Segmentation labeling entries
----------
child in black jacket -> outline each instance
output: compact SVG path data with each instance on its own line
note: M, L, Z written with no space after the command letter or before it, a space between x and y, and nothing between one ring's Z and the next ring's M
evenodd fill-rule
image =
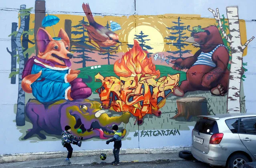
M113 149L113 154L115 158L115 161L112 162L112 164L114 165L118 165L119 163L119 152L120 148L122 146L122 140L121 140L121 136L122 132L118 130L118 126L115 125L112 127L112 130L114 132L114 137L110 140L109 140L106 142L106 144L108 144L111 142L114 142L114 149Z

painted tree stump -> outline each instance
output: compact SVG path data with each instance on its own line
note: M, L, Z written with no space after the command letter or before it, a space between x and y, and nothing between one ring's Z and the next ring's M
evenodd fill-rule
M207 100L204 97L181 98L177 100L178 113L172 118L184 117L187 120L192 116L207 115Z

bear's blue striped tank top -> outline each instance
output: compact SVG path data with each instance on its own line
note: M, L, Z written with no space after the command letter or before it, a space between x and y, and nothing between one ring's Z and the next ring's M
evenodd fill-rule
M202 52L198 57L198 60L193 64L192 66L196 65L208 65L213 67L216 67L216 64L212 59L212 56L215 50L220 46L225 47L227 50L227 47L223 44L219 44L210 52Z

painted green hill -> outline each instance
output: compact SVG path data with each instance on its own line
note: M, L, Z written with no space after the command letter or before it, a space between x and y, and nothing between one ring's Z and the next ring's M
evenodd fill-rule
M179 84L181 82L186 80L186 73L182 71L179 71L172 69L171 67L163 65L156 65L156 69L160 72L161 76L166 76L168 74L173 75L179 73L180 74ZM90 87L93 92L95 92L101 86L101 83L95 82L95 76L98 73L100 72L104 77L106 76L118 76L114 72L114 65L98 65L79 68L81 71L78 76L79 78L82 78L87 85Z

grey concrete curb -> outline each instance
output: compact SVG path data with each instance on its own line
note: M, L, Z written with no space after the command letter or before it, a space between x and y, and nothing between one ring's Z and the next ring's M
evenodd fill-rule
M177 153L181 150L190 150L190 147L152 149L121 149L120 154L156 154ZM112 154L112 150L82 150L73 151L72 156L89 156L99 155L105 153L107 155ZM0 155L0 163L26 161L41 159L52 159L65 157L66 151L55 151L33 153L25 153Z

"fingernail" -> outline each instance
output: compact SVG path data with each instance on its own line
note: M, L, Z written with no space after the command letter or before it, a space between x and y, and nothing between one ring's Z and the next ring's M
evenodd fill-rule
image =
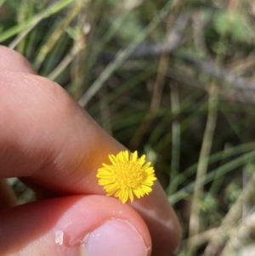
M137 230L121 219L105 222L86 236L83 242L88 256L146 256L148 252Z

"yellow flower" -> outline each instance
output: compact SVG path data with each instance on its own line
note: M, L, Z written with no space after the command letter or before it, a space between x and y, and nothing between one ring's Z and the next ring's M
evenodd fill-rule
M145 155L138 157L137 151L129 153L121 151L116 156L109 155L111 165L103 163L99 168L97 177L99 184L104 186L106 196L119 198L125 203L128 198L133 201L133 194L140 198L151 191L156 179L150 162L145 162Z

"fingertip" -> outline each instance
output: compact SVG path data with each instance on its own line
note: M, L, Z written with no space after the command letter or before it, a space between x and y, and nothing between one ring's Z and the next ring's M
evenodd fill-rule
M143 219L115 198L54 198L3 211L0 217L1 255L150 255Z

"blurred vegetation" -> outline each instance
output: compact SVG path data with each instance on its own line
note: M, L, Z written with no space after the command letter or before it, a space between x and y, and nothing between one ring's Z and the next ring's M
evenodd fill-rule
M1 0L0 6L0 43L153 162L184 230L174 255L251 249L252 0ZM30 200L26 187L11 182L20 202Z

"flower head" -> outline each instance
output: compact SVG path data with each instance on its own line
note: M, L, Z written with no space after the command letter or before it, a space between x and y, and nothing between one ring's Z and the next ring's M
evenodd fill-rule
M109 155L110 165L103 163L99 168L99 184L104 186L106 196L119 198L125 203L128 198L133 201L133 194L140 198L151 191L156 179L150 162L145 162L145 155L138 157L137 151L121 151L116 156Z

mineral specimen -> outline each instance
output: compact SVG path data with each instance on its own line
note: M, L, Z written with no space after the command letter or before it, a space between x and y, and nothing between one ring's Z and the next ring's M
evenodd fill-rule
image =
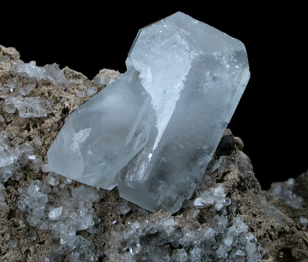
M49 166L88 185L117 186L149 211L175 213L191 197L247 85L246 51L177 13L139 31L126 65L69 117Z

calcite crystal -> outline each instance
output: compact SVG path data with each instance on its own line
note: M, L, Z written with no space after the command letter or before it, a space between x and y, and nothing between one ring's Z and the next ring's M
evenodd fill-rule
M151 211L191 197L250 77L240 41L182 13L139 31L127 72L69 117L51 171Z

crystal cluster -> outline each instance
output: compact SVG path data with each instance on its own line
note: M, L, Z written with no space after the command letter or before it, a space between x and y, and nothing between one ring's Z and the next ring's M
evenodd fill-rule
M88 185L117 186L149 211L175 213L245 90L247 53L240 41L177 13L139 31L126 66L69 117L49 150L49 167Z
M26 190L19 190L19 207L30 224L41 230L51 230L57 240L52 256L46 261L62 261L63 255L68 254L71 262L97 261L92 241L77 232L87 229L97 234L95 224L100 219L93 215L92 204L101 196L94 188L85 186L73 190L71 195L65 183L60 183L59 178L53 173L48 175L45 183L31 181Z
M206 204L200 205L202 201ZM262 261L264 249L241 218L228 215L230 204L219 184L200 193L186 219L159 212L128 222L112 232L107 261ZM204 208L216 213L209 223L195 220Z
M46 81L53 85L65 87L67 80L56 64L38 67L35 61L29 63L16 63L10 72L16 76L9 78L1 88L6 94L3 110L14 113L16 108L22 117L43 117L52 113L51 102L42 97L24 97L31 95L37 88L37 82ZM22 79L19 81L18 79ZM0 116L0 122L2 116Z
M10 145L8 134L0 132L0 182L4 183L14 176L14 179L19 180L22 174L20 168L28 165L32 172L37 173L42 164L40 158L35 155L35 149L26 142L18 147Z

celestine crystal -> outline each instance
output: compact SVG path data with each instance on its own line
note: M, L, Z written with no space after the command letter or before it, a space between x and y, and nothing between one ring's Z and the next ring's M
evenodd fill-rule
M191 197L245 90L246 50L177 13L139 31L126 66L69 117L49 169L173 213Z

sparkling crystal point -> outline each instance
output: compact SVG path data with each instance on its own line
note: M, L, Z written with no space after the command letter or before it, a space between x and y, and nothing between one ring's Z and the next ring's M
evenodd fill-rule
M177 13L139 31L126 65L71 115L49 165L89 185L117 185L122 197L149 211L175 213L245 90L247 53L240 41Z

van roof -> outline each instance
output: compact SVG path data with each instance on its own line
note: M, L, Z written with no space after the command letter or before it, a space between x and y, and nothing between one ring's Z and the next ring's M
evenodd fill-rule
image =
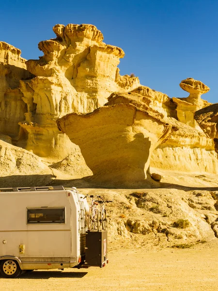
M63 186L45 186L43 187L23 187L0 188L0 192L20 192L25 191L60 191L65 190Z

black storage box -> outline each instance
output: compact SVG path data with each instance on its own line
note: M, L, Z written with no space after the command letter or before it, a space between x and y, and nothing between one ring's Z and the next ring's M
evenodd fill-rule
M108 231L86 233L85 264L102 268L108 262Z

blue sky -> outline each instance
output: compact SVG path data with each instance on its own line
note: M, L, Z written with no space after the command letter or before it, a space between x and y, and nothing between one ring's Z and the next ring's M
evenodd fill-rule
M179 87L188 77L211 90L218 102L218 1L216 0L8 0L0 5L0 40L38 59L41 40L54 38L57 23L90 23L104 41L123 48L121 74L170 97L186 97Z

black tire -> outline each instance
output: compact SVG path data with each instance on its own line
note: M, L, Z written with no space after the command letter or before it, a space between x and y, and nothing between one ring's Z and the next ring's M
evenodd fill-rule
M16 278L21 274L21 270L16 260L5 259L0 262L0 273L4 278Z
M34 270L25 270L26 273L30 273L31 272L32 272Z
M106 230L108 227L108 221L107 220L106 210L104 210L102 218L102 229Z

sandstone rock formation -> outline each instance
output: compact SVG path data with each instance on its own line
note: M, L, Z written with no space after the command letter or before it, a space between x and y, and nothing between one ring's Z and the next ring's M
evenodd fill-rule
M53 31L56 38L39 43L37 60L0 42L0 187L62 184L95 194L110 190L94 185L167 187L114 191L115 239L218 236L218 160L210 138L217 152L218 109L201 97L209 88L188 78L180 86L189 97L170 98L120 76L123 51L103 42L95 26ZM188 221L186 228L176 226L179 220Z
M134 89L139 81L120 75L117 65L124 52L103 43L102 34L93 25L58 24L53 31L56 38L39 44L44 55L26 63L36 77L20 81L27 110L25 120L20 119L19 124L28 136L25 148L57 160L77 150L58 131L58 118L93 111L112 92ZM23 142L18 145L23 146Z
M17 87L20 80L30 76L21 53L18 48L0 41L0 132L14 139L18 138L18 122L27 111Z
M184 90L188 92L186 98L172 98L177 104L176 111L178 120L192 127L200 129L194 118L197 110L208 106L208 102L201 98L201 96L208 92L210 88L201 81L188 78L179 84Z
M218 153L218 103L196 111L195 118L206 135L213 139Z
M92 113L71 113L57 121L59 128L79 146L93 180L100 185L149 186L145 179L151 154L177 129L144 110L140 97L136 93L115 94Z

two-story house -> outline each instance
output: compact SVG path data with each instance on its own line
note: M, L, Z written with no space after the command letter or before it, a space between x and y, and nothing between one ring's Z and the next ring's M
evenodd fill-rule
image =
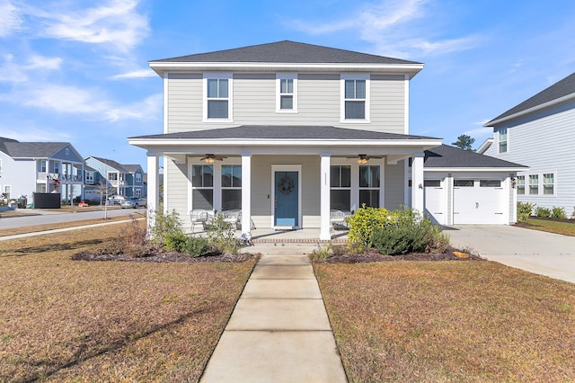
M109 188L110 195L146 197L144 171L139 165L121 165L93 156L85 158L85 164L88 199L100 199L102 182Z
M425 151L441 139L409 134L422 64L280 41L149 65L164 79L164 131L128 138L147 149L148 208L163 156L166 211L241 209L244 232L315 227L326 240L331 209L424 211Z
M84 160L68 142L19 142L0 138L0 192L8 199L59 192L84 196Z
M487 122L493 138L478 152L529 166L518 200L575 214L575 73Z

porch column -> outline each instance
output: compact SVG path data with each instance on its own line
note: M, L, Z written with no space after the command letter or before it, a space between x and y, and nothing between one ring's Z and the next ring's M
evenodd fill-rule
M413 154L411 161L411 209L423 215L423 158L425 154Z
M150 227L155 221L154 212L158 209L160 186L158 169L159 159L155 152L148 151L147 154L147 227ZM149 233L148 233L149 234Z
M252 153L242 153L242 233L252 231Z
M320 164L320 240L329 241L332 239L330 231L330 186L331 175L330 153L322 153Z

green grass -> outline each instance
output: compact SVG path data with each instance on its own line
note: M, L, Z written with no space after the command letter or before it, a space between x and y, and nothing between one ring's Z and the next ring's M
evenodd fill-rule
----------
◆ YOUR GOAL:
Rewrite the part of the entries that opens with the line containing "black tire -> outline each instance" and closes with the line containing "M106 230L108 227L108" as a Markdown table with the columns Row and Line. Include both of those lines, number the rows, and leave out any blank lines.

◆ TASK SOLUTION:
| Row | Line |
|---|---|
| 1 | black tire -> outline each instance |
| 2 | output: compact SVG path data with each instance on its own line |
| 3 | note: M, L, Z written with no space after the command letter or before it, a space between x and y, and nothing between one ring's Z and the next ring's M |
| 4 | evenodd fill-rule |
| 5 | M16 278L21 274L21 270L16 260L5 259L0 262L0 273L4 278Z |
| 6 | M34 270L25 270L26 273L30 273L31 272L32 272Z |
| 7 | M106 230L108 227L108 221L107 220L106 210L104 210L102 218L102 229Z |